-- start of PROVIDED PASSAGE --
The conduct of these priests appears base to you, my brethren: but, if you are disposed to enter into judgment with yourselves, and to follow yourselves through the detail of your duties, of your friendships, of your conversations, you will see that all your discourses and all your proceedings are merely mollifications of the truth, and temporisings, in order to reconcile it with the prejudices or the passions of those with whom it is your lot to live. We never hold out the truth to them but in a point of view in which it may please; in their most despicable vices we always find some favourable side; and, as all the passions have always some apparent resemblance to some virtue, we never fail to save ourselves through the assistance of that resemblance.

Thus, in the presence of an ambitious person, we never fail to hold forth the love of glory, and the desire of exalting one's self, only as tendencies which give birth to great men; we flatter his pride; we inflame his desires with hopes and with false and chimerical predictions; we nourish the error of his imagination by bringing phantoms within his reach, upon which he incessantly feasts himself. We perhaps venture, in general terms, to pity men who interest themselves so deeply for things which chance alone bestows, and of which death shall perhaps deprive us to-morrow; but we have not the courage to censure the madman, who, to that vapour, sacrifices his quiet, his life, and his conscience. With a vindictive person we justify his resentment and anger; we justify his guilt in his mind, by countenancing the justice of his accusations; we spare his passion in exaggerating the injury and fault of his enemy. We perhaps venture to say, how noble it is to forgive; but we have not the courage to add, that the first step toward forgiveness, is the ceasing to speak of the injury received.
-- end of PROVIDED PASSAGE --
-- start of MATERIAL --
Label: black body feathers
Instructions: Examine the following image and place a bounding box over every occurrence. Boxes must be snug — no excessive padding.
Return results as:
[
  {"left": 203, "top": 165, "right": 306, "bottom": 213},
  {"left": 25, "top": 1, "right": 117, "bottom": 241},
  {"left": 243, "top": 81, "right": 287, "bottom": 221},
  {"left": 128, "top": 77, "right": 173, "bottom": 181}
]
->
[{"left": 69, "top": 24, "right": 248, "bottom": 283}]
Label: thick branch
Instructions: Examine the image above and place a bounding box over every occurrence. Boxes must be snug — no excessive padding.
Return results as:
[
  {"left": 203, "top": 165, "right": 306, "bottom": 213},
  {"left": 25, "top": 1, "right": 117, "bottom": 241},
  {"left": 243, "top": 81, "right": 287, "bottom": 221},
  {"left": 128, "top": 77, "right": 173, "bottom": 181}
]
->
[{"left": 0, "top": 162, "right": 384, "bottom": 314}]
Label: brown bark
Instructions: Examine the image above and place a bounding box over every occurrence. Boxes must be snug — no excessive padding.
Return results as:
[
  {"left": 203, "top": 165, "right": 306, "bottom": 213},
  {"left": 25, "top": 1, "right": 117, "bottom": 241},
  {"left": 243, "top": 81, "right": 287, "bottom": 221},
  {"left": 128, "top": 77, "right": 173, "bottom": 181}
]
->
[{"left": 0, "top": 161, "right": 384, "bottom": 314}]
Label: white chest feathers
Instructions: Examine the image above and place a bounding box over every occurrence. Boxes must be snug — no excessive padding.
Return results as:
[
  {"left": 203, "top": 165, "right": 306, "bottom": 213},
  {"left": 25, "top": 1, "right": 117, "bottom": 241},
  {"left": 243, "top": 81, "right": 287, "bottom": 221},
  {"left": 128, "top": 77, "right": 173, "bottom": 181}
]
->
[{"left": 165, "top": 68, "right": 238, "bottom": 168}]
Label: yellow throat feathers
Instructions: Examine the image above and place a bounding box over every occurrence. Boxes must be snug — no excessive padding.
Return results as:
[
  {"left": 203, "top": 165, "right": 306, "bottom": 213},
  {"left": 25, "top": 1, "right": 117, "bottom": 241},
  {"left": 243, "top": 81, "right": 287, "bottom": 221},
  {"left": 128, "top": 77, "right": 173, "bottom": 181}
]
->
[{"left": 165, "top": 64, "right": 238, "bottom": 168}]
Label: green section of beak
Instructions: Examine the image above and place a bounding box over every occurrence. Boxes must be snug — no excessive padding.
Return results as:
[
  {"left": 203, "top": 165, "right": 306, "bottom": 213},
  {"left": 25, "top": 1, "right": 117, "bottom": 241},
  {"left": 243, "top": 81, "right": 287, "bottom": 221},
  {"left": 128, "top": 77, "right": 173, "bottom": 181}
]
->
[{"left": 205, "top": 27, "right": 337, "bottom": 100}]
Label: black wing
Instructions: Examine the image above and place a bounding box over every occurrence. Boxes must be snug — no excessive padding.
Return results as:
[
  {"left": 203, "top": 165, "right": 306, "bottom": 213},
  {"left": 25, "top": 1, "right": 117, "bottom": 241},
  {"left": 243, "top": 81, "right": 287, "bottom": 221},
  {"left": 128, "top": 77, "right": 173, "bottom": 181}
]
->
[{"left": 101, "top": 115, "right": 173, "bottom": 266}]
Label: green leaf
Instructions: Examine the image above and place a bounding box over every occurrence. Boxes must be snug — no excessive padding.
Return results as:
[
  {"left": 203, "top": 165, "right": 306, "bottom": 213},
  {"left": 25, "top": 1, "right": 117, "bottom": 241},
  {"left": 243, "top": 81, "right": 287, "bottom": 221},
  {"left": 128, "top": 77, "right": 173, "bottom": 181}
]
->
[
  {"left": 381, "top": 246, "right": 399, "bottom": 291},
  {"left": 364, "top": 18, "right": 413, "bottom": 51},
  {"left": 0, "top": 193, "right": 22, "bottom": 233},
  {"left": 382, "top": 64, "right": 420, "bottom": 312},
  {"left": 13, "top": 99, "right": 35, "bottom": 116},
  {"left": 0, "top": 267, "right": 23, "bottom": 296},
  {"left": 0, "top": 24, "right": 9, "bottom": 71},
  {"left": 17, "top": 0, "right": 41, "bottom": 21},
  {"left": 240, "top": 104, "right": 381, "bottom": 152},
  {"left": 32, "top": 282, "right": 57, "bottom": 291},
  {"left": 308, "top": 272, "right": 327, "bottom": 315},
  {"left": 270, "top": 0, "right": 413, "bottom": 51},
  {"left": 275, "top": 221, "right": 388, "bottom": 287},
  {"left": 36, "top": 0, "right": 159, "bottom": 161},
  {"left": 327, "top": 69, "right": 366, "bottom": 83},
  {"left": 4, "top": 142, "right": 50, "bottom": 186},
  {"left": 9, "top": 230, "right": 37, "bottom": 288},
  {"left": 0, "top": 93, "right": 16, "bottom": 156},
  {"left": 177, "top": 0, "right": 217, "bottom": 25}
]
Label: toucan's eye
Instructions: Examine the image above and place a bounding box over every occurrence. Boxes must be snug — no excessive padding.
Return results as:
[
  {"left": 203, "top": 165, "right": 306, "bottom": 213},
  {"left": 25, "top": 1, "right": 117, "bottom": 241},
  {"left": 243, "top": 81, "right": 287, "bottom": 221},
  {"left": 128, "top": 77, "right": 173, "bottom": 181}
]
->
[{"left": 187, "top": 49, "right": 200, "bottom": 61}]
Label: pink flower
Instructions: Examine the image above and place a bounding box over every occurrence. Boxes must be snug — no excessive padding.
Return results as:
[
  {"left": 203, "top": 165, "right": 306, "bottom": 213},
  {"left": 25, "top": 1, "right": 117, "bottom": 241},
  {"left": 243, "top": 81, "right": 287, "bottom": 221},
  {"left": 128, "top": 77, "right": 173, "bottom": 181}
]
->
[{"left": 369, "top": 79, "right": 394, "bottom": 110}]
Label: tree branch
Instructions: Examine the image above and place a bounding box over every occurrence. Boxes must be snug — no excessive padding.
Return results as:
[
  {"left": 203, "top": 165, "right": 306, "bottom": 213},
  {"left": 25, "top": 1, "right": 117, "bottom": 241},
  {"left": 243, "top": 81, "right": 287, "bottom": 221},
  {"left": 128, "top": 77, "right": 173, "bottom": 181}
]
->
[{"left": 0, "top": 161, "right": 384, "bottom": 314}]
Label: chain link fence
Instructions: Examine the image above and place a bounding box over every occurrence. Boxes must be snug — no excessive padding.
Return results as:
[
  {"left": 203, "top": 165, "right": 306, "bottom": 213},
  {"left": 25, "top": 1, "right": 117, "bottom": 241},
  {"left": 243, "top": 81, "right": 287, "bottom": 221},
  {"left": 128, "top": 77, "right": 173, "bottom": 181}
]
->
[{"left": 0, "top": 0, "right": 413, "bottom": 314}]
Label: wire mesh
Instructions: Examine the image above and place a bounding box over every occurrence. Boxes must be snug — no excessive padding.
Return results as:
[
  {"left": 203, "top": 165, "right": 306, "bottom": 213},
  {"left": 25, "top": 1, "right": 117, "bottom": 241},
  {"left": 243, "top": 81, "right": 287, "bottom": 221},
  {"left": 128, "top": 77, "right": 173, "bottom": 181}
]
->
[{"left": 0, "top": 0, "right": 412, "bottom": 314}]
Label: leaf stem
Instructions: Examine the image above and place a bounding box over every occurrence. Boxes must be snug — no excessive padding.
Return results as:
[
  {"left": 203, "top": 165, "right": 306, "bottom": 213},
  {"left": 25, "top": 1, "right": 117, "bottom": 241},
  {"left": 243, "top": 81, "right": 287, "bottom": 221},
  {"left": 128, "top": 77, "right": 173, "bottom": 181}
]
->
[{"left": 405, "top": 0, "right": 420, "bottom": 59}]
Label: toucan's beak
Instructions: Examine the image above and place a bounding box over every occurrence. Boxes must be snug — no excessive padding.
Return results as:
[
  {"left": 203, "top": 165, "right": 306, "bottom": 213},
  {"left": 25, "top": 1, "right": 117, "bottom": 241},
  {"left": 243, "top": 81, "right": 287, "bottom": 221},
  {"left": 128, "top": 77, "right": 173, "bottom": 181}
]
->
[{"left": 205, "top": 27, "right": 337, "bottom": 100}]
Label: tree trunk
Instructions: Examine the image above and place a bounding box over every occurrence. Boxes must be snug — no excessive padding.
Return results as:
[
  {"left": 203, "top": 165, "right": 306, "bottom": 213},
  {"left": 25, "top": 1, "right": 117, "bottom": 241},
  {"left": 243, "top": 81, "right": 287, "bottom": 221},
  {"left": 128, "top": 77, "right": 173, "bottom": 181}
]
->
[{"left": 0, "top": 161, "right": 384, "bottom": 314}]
-- end of MATERIAL --
REQUIREMENT =
According to the sermon passage on flattery, what do we lack the courage to add is the first step toward forgiveness? The records are not needed for this work.

RESULT =
The ceasing to speak of the injury received.